Excerpted records:
# # # # # # #
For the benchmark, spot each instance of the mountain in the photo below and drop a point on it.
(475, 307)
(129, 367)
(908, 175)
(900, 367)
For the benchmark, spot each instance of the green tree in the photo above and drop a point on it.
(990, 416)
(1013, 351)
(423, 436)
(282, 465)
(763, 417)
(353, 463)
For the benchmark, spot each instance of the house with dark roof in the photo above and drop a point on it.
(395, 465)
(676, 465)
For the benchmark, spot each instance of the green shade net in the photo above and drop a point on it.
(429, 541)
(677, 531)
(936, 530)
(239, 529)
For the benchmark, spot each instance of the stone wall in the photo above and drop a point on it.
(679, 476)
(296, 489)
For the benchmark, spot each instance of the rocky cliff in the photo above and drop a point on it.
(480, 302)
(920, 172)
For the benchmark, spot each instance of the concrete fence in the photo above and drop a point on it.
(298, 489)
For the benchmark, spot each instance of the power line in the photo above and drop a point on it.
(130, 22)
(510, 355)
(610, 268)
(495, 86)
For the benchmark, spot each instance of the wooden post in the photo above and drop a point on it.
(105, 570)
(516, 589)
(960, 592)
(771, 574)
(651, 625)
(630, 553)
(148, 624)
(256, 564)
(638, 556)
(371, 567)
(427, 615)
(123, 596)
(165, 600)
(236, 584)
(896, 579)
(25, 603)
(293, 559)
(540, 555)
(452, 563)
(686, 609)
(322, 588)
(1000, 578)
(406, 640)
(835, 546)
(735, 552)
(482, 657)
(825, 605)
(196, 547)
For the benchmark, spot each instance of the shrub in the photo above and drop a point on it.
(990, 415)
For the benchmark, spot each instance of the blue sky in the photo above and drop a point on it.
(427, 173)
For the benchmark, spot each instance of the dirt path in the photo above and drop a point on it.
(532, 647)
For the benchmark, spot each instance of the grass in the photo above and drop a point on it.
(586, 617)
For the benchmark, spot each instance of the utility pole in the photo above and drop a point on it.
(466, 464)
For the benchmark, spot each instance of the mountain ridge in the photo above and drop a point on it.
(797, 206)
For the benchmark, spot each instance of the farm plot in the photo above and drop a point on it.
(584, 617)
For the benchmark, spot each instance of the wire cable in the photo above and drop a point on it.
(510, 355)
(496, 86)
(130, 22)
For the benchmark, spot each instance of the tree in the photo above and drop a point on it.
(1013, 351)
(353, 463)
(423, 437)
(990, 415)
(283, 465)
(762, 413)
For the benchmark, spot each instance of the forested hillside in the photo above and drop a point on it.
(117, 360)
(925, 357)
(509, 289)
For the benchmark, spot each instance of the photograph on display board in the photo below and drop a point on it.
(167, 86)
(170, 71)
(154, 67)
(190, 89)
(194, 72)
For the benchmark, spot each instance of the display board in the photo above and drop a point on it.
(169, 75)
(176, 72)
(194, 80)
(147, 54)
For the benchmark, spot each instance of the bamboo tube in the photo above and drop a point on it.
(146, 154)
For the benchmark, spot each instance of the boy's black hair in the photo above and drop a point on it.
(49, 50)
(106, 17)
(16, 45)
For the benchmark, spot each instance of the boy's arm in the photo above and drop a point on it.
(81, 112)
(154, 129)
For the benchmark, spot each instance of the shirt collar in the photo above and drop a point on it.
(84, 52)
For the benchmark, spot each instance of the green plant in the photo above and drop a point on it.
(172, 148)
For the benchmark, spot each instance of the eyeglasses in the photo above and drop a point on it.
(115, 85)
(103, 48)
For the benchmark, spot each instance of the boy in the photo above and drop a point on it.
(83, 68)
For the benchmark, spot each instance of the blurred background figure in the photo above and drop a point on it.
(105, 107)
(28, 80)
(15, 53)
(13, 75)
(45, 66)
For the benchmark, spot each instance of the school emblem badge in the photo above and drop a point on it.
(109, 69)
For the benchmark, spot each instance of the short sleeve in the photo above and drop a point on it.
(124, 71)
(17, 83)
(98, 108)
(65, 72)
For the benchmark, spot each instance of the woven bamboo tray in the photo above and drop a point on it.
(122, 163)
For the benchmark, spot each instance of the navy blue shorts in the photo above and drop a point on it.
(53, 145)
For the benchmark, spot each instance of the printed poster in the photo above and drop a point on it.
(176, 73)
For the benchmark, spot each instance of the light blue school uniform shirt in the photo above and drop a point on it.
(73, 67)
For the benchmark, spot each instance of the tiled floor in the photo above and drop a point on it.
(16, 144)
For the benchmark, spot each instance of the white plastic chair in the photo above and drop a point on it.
# # # # # # #
Aim of the exercise: Copy all of the records above word for word.

Complete output:
For the benchmark, spot each instance of the mountain in the photo below and drop a point on it.
(475, 307)
(129, 367)
(908, 175)
(900, 367)
For the benchmark, spot each instance of the green tree in the photo above and drop a point on it.
(990, 416)
(1013, 351)
(423, 436)
(282, 465)
(763, 417)
(353, 463)
For the benchmark, spot each instance of the house with dark roof in the photo above and drop a point on it.
(395, 465)
(676, 465)
For the benchmark, spot each instance of the green shade net in the photo above and drop a point on it.
(429, 541)
(677, 531)
(936, 530)
(239, 529)
For the benchmark, spot each instance of the stone wall in the photo above and drop a point on it.
(679, 476)
(296, 489)
For the benchmark, spot each instance of the rocky cliff in the photo above and drop a point on it.
(480, 302)
(920, 172)
For the benchmark, spot each instance of the concrete fence in the photo above and drop a point on it.
(298, 489)
For the benchmark, spot each instance of the power line in the photo above and drop a point on it.
(130, 22)
(510, 355)
(610, 268)
(495, 86)
For the benchmark, spot each instance of the wooden post in the photo above and drop a point on it.
(105, 570)
(516, 589)
(960, 592)
(771, 574)
(651, 625)
(630, 553)
(148, 624)
(256, 564)
(638, 556)
(371, 567)
(427, 615)
(123, 596)
(165, 600)
(236, 584)
(896, 579)
(25, 603)
(293, 559)
(540, 555)
(452, 563)
(686, 609)
(322, 588)
(1000, 578)
(406, 640)
(835, 546)
(735, 552)
(482, 657)
(825, 605)
(196, 547)
For the benchmark, spot each instance of the shrub in the photo above and drop a point on it.
(990, 415)
For the benchmark, spot each instance of the blue sky in the photo above and drop a point on it.
(427, 173)
For the benchmark, spot each instance of the dirt path in the photo above and drop a point on it.
(532, 647)
For the benchmark, spot each instance of the grass in the photo above and drop a point on it.
(586, 617)
For the benchmark, spot each instance of the utility pole in the photo above and drop a point on it.
(466, 464)
For the benchmark, spot each instance of the mountain ridge in the photo above and drop a point on it.
(797, 206)
For the benchmark, spot each instance of the farm plot in the photo above and drop a point on it.
(584, 617)
For the benchmark, spot each instance of the wire cable in the photo above and drop a point on it.
(510, 355)
(496, 86)
(130, 22)
For the benchmark, spot each instance of the tree in the photo above and drop a point on it.
(1013, 351)
(353, 463)
(423, 437)
(990, 415)
(283, 465)
(762, 413)
For the benchmark, spot each instance of the forested hillside in the photo above and drop a point on it.
(117, 360)
(925, 357)
(509, 289)
For the benchmark, spot each instance of the photograph on display board in the photo below and drop a point on it.
(167, 86)
(170, 71)
(154, 67)
(190, 89)
(194, 72)
For the benchmark, spot each instance of the display board in the photo above and drop a point on it.
(169, 75)
(176, 72)
(194, 80)
(147, 54)
For the benchmark, spot each instance of the bamboo tube in the photo above and drop a point on it.
(146, 154)
For the benchmark, spot each instance of the boy's black hair in the photo above and drop a point on it.
(49, 50)
(106, 17)
(16, 45)
For the benchmark, spot each instance of the boy's arm in the photo above and drop a point on it.
(81, 112)
(154, 129)
For the benchmark, spot each instance of the shirt collar in the photo above and drop a point on it.
(84, 52)
For the benchmark, spot each instance of the green plant in the photo above and drop a point on it.
(172, 148)
For the benchmark, spot each instance of the eyeglasses in the photo above and drop a point on it.
(115, 85)
(103, 48)
For the benchmark, spot each instance of the boy in the photo above and drop a point on it.
(83, 68)
For the benchmark, spot each instance of the blurred background figure in the photo above and drop a point on it.
(105, 107)
(28, 80)
(15, 53)
(13, 75)
(45, 66)
For the benchmark, spot each instance of the school emblem badge in the photo above and drop a point on it.
(109, 69)
For the benchmark, spot each instance of the short sleeve in the photo above and drop a point on it.
(124, 71)
(17, 83)
(98, 108)
(65, 72)
For the benchmark, spot each instance of the woven bamboo tray in the photo above and drop a point on it.
(122, 163)
For the benchmark, spot each instance of the navy blue shorts in the photo above and drop a point on it.
(53, 145)
For the benchmark, spot each instance of the printed poster in the photo above and drop a point on it.
(176, 73)
For the benchmark, spot each instance of the light blue school uniform shirt in the photo above and drop a point on it.
(73, 67)
For the benchmark, spot each instance of the tiled floor in the photo above and drop a point on it.
(16, 144)
For the benchmark, spot each instance of the white plastic chair in the photo above and drop a point on it.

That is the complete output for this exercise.